··· Exercise material ···

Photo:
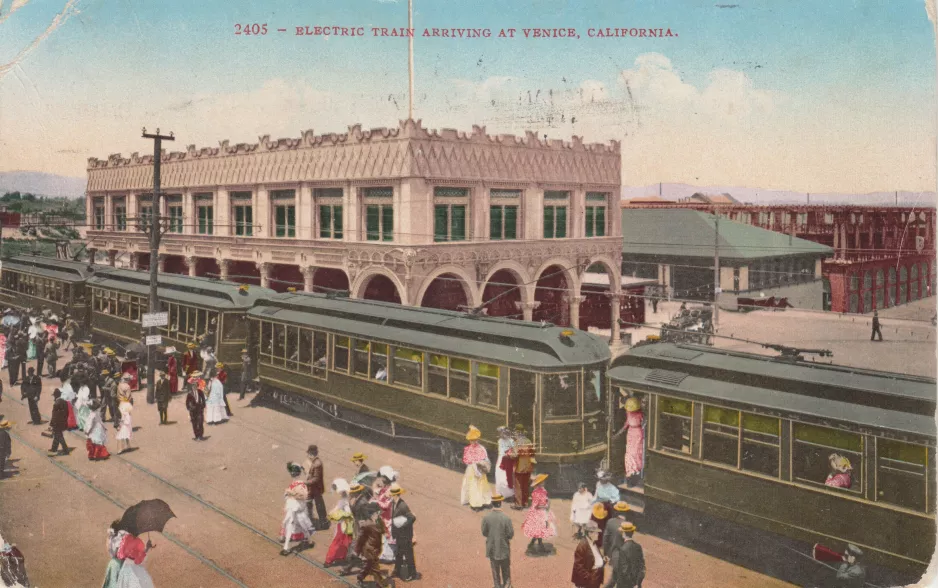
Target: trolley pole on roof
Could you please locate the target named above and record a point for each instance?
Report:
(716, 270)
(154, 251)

···
··· Exercise material ···

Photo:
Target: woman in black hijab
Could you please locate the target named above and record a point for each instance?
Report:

···
··· Exercise material ···

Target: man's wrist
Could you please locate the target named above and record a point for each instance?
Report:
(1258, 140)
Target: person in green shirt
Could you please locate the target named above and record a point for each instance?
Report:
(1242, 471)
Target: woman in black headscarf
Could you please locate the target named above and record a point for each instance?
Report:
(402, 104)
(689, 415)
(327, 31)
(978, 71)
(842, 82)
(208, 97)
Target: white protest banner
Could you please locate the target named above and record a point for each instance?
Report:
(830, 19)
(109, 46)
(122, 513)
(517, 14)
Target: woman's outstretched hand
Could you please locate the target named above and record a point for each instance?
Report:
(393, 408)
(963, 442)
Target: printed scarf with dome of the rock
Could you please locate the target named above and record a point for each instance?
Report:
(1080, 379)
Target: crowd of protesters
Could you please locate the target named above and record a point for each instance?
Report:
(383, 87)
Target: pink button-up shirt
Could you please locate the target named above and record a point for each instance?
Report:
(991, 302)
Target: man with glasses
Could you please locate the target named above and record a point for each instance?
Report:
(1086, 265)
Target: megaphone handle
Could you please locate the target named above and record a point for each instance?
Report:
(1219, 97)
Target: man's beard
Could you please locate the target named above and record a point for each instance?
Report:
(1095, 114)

···

Work order —
Check each line of the material above for "black" and say how many lines contain it, giving the number alone.

Response to this exercise —
2